Could the data below be copied exactly, minus the pictures?

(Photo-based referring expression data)

......

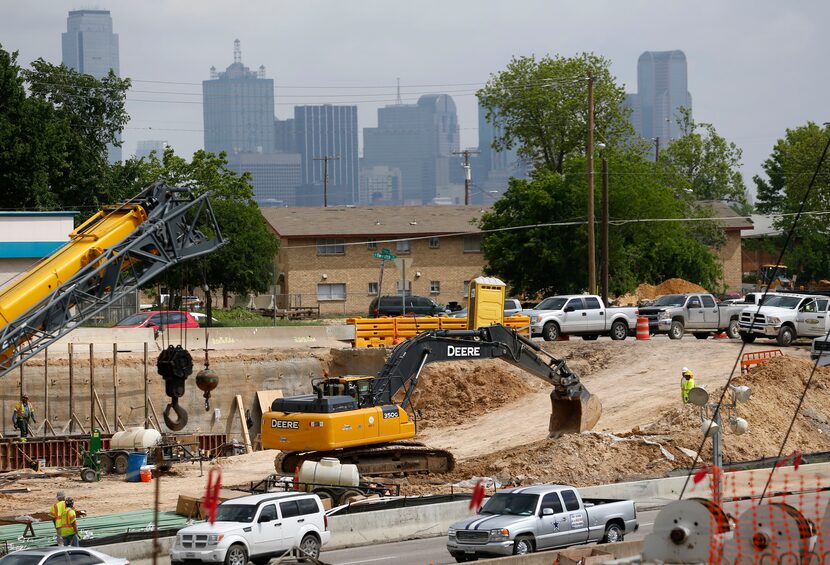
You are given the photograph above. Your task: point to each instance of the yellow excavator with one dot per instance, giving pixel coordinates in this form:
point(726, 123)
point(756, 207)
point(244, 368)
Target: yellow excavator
point(363, 420)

......

FINISHED EXERCISE
You are given the photograph above. Your task: point to each instance of the yellow excavator with one dot per instance, giving pixel coordinates in this form:
point(726, 123)
point(756, 207)
point(244, 368)
Target: yellow excavator
point(363, 420)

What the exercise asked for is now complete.